→ TEXTO:
Especialistas de diversas áreas do conhecimento estiveram reunidos nos dias 28 e 29 de março na sede da Fundacentro em SP para juntos apresentarem dados e as futuras linhas de trabalho sobre o tema mesotelioma.

Coordenado por Eduardo Algranti, médico pneumologista e pesquisador da instituição, o Seminário sobre Mesotelioma contou com a participação do médico italiano, Benedetto Terracini da Universidade de Turim, responsável por auxiliar a justiça italiana no julgamento dos processos que apresentavam mortes de trabalhadores causadas pelo uso do amianto, especialmente na região norte da Itália, em Casale Monferrato. O processo que teve fim em 2010 mostrou à justiça que além dos trabalhadores expostos ao asbesto, 21 mulheres também foram a óbito associados à contaminação ambiental pelo amianto.

→ MATERIAL APRESENTADO:
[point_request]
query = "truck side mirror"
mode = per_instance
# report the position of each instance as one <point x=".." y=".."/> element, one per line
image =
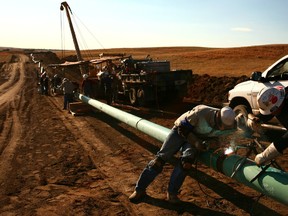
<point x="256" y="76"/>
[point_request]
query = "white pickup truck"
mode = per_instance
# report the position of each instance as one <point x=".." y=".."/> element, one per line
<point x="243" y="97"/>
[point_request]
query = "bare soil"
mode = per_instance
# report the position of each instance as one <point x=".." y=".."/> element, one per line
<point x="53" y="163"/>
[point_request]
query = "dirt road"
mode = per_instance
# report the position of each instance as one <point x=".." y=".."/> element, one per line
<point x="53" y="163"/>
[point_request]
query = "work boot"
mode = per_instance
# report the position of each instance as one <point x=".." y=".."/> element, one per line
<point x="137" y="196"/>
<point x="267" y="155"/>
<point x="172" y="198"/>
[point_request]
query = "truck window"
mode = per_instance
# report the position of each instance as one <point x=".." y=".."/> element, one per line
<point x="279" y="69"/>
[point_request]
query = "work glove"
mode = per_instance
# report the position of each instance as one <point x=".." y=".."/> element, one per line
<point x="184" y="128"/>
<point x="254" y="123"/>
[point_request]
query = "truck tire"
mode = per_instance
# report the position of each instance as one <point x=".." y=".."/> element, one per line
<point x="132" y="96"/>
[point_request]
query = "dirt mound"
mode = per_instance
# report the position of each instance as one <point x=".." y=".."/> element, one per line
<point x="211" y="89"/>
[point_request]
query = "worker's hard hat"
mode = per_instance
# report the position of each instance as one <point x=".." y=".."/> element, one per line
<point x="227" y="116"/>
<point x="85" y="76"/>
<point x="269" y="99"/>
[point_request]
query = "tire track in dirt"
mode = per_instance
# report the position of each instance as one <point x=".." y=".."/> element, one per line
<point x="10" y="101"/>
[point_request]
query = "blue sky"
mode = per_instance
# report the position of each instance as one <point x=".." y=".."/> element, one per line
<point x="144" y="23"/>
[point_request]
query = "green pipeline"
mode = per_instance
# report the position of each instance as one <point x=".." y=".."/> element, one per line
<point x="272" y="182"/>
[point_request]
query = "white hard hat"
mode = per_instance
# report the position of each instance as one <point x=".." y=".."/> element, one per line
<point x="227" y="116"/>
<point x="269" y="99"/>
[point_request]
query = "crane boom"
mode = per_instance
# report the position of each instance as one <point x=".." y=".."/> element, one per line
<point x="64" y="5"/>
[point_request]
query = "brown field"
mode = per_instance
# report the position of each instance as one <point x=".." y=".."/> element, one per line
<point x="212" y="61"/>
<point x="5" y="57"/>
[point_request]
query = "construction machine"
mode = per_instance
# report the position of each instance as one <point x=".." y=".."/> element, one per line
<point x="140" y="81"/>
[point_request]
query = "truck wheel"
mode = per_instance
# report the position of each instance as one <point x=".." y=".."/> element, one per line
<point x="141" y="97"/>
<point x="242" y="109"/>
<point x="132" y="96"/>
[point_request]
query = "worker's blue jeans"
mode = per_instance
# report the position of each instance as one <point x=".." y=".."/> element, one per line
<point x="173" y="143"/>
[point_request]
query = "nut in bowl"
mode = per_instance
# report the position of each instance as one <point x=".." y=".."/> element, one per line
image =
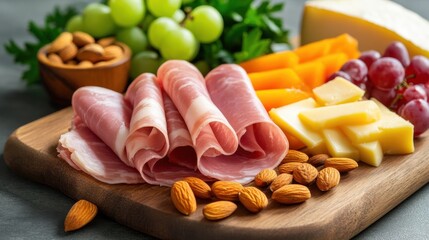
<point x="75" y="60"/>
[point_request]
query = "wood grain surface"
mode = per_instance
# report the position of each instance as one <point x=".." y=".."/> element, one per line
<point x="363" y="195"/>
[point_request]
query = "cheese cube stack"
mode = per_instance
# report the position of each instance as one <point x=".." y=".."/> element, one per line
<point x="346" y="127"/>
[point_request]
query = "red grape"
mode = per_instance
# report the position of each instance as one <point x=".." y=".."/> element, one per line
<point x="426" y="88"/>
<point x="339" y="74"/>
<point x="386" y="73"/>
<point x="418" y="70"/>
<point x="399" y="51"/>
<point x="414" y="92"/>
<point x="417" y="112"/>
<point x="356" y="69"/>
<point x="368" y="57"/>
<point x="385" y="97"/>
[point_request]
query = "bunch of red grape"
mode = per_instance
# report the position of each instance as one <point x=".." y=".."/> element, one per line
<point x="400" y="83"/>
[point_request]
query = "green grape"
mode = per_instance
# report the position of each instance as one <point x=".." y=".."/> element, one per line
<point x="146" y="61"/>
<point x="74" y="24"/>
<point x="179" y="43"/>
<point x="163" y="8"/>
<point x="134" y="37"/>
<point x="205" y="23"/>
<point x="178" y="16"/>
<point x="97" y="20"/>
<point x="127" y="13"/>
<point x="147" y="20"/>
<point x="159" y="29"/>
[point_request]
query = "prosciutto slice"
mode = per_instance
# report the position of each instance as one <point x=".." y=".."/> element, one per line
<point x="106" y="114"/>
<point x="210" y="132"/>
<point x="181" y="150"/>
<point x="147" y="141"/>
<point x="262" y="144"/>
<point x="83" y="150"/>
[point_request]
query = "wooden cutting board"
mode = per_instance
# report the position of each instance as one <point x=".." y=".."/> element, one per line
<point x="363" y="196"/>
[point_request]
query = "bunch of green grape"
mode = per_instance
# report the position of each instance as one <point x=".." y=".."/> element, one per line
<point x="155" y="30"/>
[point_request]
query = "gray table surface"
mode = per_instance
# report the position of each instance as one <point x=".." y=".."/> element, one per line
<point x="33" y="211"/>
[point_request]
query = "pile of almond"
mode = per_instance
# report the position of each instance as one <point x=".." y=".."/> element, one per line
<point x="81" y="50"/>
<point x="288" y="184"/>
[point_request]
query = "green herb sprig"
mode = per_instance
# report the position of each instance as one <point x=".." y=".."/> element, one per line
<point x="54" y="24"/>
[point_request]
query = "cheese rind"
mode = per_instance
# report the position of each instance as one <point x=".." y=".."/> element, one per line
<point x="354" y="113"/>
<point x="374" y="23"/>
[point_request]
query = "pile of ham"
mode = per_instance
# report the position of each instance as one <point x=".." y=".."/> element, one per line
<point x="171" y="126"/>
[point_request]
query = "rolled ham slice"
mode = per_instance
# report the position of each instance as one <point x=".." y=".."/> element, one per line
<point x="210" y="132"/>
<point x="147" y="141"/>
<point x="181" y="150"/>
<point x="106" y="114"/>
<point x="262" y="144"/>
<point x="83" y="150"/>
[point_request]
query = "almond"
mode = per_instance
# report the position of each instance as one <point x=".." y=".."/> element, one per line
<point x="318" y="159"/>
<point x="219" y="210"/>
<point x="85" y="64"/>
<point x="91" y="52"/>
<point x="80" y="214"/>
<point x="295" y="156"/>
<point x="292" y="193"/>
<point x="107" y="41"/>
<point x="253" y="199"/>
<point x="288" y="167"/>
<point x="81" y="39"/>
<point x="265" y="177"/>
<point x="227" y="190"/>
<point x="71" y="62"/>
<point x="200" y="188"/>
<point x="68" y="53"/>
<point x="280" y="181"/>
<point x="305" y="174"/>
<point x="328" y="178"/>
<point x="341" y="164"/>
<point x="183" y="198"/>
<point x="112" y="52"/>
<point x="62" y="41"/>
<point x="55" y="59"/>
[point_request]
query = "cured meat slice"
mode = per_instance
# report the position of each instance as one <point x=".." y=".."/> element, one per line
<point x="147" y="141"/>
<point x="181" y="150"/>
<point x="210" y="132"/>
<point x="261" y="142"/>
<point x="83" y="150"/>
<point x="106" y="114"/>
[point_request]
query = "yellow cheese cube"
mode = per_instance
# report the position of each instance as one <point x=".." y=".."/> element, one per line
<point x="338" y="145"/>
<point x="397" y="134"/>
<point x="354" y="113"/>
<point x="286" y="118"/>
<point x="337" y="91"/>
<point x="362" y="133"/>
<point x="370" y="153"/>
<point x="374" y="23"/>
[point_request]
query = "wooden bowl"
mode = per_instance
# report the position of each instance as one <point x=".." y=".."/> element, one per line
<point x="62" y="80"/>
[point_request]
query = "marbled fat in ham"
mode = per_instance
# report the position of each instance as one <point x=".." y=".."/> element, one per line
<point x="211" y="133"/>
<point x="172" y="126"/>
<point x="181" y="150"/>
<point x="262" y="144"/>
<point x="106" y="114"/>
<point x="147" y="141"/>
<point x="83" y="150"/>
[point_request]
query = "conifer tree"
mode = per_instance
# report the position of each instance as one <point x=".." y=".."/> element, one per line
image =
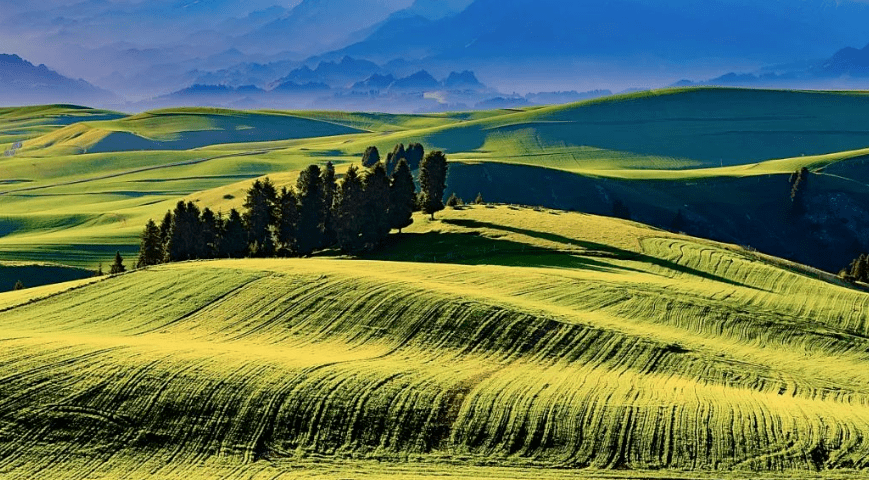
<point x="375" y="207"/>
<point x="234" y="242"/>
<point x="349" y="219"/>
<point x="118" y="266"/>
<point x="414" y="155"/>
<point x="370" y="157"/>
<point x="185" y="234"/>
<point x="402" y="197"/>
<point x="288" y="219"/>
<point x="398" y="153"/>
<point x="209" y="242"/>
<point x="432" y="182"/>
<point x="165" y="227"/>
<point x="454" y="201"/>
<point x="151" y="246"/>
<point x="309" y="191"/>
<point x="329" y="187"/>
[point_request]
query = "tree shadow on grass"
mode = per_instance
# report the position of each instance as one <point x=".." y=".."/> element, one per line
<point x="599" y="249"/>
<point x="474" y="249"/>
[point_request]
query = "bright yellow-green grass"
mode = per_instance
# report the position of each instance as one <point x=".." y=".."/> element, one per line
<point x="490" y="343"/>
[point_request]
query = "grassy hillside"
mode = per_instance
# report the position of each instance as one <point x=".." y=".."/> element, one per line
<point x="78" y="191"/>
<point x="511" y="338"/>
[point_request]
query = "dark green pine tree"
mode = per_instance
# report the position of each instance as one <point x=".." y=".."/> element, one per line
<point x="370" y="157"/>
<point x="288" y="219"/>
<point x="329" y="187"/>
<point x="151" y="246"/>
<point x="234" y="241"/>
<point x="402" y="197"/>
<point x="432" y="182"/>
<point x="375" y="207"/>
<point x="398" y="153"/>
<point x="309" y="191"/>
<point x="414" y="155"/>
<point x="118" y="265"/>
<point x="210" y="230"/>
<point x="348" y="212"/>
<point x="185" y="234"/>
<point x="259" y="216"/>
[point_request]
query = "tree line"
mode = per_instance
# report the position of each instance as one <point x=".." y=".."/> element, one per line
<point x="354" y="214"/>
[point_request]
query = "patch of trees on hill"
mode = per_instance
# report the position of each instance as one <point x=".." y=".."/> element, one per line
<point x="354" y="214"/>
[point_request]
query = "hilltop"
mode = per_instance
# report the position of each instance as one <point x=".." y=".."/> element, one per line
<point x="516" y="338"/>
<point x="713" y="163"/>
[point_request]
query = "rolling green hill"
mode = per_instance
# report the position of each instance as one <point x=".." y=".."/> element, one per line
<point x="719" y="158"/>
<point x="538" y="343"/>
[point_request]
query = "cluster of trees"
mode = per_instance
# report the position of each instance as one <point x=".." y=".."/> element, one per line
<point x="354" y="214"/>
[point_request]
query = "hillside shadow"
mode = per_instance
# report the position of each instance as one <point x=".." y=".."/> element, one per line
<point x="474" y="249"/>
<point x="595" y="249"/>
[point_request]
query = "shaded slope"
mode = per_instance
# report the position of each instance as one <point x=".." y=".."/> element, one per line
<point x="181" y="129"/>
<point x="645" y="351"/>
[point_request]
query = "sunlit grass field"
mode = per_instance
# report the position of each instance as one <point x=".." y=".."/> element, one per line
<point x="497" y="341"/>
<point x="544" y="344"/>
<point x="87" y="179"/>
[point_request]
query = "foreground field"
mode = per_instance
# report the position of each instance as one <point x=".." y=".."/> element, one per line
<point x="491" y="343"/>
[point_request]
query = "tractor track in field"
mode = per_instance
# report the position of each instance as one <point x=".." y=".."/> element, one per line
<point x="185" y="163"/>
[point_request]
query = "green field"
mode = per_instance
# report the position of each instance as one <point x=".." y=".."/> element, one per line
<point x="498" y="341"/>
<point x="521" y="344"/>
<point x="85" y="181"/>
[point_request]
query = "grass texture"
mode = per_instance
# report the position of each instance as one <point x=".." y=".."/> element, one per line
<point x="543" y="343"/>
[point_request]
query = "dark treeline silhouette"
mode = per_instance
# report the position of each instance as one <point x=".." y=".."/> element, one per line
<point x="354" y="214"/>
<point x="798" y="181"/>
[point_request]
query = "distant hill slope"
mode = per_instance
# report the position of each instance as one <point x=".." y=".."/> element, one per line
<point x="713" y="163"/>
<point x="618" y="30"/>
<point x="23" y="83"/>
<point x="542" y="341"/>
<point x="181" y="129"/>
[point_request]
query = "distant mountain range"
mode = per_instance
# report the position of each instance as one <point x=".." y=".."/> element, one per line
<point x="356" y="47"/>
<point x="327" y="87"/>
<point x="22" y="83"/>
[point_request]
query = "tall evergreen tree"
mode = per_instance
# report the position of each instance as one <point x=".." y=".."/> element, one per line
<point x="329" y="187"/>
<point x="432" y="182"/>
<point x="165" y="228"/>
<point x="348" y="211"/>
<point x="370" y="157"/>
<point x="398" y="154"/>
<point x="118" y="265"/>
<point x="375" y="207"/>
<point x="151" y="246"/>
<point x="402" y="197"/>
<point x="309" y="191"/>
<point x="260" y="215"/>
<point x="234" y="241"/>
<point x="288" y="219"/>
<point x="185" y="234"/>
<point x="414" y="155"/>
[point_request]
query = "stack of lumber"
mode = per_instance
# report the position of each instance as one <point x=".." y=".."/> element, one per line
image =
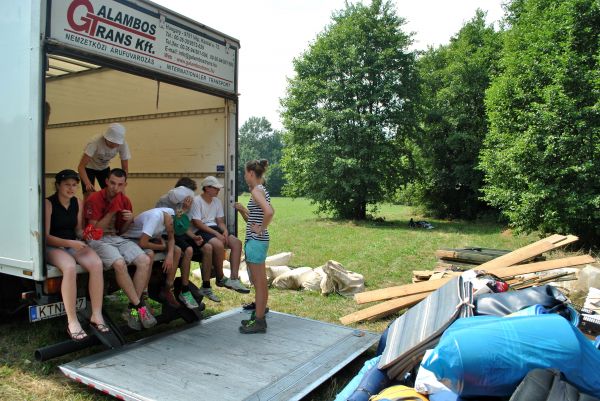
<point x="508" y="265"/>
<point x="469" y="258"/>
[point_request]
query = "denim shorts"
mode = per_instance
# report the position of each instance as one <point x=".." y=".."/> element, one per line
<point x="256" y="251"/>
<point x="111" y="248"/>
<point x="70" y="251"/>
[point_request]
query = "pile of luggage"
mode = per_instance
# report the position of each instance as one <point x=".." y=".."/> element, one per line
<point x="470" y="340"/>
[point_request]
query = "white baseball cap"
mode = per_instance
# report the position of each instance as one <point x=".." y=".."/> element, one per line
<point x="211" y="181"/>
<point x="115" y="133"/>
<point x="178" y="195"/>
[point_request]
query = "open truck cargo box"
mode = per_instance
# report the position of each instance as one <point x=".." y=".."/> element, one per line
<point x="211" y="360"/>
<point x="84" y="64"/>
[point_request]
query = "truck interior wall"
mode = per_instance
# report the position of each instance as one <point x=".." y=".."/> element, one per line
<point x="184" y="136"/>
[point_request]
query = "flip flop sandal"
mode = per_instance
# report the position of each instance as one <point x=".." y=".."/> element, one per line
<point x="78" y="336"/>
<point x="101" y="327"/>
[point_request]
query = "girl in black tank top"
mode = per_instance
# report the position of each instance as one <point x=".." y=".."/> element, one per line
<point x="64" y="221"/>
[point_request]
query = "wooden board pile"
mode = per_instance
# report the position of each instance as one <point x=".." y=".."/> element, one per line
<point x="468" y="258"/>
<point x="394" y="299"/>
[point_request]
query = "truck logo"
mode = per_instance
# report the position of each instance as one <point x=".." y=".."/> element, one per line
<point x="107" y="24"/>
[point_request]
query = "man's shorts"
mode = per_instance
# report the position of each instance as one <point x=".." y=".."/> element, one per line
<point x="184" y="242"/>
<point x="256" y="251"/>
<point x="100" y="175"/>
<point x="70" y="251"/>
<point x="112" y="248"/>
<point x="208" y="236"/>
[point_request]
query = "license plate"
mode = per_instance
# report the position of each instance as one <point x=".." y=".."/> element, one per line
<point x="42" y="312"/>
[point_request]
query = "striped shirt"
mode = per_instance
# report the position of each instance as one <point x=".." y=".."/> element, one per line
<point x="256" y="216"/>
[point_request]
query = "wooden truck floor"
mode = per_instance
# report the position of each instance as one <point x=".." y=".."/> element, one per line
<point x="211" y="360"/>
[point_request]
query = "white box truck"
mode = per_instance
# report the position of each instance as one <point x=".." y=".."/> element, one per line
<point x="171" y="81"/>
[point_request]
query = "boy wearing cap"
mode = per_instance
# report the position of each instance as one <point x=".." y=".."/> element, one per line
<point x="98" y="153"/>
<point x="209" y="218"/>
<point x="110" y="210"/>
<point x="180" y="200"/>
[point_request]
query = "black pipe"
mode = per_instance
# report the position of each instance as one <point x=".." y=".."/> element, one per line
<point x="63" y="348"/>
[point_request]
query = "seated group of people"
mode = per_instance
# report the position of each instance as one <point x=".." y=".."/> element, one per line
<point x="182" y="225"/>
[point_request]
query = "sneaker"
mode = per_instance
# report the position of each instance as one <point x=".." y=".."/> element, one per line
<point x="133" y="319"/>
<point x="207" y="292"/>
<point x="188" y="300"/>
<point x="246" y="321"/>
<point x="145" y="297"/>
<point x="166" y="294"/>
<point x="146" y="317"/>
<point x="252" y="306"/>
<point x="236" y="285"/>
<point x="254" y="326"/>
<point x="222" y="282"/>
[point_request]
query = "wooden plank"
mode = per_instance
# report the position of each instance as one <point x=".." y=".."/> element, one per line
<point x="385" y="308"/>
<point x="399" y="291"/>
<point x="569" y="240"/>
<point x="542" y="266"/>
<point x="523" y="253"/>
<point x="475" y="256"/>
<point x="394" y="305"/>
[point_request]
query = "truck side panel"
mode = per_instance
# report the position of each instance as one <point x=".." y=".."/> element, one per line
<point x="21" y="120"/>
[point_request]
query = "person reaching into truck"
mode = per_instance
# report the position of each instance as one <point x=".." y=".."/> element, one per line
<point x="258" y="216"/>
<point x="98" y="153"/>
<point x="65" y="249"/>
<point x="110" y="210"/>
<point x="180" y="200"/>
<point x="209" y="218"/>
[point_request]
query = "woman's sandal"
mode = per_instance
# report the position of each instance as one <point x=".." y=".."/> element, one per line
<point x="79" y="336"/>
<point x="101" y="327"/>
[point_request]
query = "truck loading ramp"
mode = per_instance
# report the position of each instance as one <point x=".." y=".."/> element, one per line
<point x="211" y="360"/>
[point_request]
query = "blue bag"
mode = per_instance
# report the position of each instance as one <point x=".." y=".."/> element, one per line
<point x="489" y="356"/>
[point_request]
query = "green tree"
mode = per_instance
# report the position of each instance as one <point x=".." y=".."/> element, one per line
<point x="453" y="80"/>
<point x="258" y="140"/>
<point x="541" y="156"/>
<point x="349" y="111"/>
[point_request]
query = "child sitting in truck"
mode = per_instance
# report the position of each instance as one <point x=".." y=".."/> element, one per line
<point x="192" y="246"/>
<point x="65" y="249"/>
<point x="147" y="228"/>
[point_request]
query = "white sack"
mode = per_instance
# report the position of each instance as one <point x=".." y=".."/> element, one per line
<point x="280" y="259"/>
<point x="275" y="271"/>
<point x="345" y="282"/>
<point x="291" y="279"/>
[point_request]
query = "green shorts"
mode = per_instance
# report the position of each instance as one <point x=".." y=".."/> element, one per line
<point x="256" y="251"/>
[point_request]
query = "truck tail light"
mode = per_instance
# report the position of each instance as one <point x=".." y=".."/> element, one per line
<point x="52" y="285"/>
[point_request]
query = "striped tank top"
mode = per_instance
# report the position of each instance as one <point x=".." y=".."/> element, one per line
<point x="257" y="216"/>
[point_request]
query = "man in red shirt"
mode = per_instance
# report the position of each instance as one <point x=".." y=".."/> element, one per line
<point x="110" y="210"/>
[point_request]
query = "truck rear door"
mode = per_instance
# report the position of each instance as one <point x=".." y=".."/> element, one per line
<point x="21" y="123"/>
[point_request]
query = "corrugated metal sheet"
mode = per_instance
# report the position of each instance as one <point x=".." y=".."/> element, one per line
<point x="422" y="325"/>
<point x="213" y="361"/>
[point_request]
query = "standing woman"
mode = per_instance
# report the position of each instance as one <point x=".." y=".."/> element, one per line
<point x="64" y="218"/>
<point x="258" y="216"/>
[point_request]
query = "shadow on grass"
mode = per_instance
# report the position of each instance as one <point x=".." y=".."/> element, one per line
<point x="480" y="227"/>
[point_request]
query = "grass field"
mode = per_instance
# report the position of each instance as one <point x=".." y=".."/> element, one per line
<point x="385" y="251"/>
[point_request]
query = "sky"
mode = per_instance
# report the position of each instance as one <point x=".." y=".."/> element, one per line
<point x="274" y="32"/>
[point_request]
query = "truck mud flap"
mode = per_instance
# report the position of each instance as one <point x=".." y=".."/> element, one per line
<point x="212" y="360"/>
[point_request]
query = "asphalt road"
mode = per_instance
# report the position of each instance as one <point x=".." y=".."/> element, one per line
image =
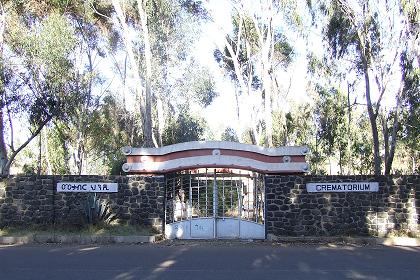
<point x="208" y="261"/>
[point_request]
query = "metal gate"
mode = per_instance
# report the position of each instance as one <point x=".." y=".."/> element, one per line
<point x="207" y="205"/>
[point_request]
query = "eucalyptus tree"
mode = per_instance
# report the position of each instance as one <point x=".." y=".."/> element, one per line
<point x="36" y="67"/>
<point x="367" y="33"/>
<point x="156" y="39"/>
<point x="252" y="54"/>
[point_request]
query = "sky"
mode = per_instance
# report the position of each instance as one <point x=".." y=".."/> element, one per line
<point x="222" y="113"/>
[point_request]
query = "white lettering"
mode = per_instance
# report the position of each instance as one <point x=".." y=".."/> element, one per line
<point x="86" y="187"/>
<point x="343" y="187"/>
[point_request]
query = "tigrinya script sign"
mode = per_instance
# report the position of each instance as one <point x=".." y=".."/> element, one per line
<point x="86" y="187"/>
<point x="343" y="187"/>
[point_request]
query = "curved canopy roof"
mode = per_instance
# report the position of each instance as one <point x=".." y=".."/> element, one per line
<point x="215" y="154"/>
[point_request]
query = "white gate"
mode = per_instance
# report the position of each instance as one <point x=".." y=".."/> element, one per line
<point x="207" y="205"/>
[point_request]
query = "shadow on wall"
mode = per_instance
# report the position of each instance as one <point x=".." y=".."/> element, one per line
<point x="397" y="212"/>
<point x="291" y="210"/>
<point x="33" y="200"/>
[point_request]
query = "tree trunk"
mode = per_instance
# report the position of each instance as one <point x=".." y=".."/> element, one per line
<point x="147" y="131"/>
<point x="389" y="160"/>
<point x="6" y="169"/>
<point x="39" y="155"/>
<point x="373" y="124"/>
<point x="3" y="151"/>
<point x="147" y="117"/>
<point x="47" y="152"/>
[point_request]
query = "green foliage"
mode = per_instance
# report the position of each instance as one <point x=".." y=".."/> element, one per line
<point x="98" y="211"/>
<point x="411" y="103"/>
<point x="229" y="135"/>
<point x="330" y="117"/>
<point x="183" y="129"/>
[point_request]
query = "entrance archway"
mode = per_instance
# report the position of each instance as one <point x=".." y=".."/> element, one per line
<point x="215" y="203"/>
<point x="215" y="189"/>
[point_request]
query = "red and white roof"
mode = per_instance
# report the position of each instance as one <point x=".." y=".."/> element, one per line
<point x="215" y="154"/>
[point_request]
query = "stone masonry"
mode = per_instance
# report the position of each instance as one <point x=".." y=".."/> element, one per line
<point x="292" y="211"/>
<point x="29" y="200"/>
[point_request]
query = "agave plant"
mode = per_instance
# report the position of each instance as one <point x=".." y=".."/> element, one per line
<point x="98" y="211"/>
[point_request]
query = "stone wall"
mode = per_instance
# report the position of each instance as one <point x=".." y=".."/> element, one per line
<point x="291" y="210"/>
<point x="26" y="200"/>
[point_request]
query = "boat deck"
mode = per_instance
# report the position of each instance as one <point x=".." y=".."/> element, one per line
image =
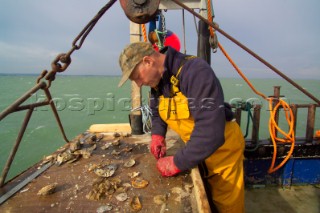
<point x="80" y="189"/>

→ QUESTÕES DE ESTUDO:
• a. Responda às perguntas abaixo com base no texto sobre o seminário de mesotelioma:
(i) Em que dias os especialistas estiveram reunidos na sede da Fundacentro?
(ii) Quem coordenou o Seminário sobre Mesotelioma?
(iii) Quantas mulheres foram a óbito em razão da contaminação ambiental pelo amianto, segundo o processo encerrado em 2010?
• b. Transcreva, sem nenhuma alteração, o trecho do texto sobre o seminário de mesotelioma que se inicia com as palavras "Especialistas de diversas" e termina com "ambiental pelo amianto.".
• c. Prolongue o texto sobre o seminário de mesotelioma, começando logo após a última frase apresentada.
Os registros não guardam relação com o texto sobre o seminário de mesotelioma.

→ RESPOSTAS DO EXERCÍCIO:
• a.
(i) Nos dias 28 e 29 de março.
(ii) Eduardo Algranti, médico pneumologista e pesquisador da instituição.
(iii) 21 mulheres.

• b.
Especialistas de diversas áreas do conhecimento estiveram reunidos nos dias 28 e 29 de março na sede da Fundacentro em SP para juntos apresentarem dados e as futuras linhas de trabalho sobre o tema mesotelioma.

Coordenado por Eduardo Algranti, médico pneumologista e pesquisador da instituição, o Seminário sobre Mesotelioma contou com a participação do médico italiano, Benedetto Terracini da Universidade de Turim, responsável por auxiliar a justiça italiana no julgamento dos processos que apresentavam mortes de trabalhadores causadas pelo uso do amianto, especialmente na região norte da Itália, em Casale Monferrato. O processo que teve fim em 2010 mostrou à justiça que além dos trabalhadores expostos ao asbesto, 21 mulheres também foram a óbito associados à contaminação ambiental pelo amianto.

• c.
Terracini observa que a realidade do Brasil não se distancia muito da italiana no que diz respeito ao uso do amianto. Seu inicio se deu na década de 70, alcançando o pico de uso do cancerígeno na década de 80. “A crisotila no Brasil é terrível e o maior problema quanto ao uso é o câncer de pulmão”, observa o médico.

O mesotelioma, de acordo com Algranti, é um tema emergente e considerado marcador da exposição ocupacional e ambiental do amianto. É um câncer raro, que afeta a pleura e/ou o peritônio e/ou o pericárdio, sendo mais raros nos dois últimos casos. “Considero a realização do Seminário, um referencial importante para que se definam diferentes frentes de trabalho com vistas à melhoria das informações epidemiológicas, pois o mesotelioma é um câncer de alta letalidade sendo a sobrevida de mais de 12 meses inferior a 10% dos casos, afirma o médico.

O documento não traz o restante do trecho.